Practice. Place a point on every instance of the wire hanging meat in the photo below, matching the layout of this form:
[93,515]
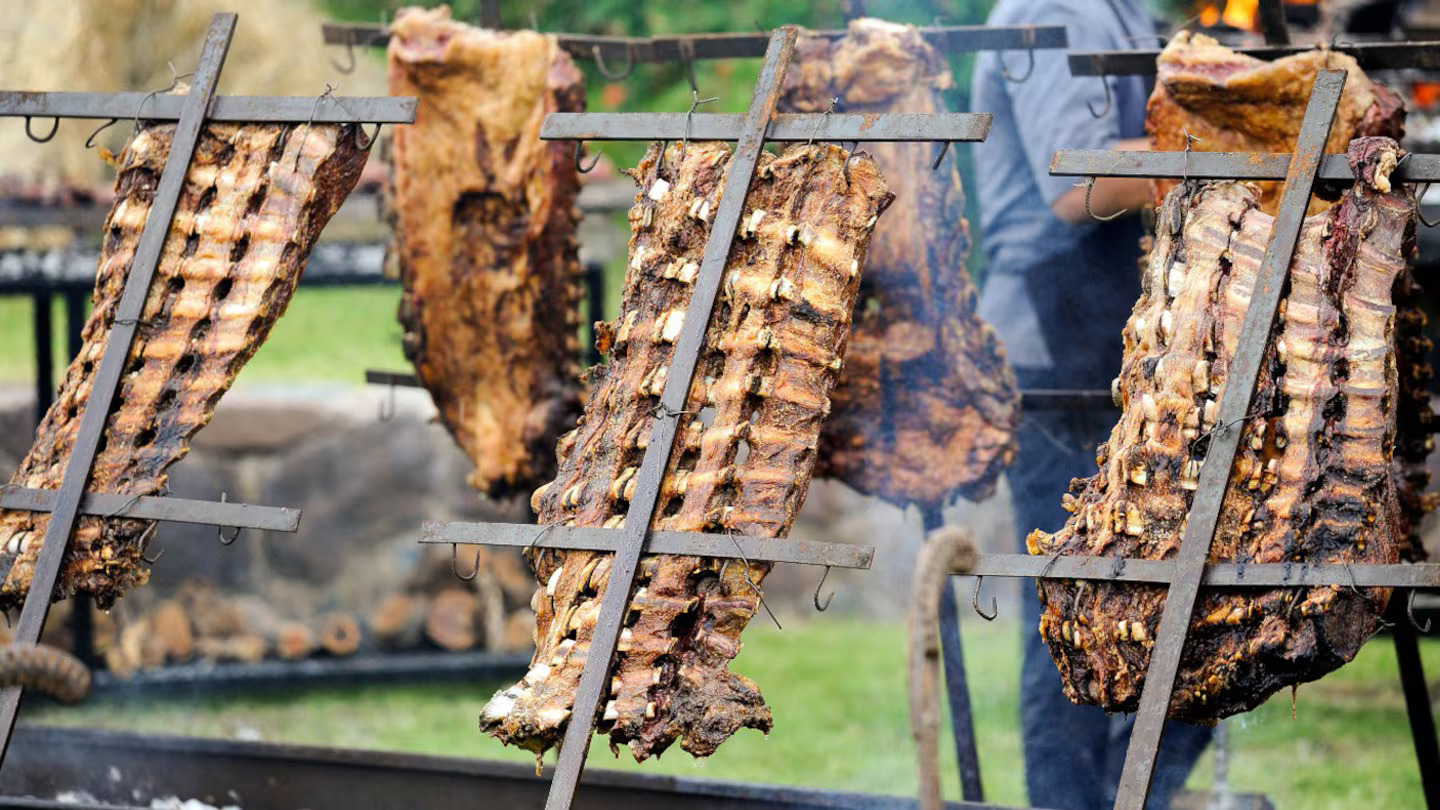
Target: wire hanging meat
[743,454]
[1312,480]
[486,218]
[926,405]
[254,202]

-*-

» TASK DIRECTIONS
Reproduce the lines above word for word, leaving out the picture.

» RESPONSE TO THIS EXERCISE
Practice. Place a point on every instance of the wire hanging meat in the photo below, matching the layout of this form:
[93,515]
Target: wire hanging meat
[743,454]
[1312,480]
[486,218]
[926,405]
[254,202]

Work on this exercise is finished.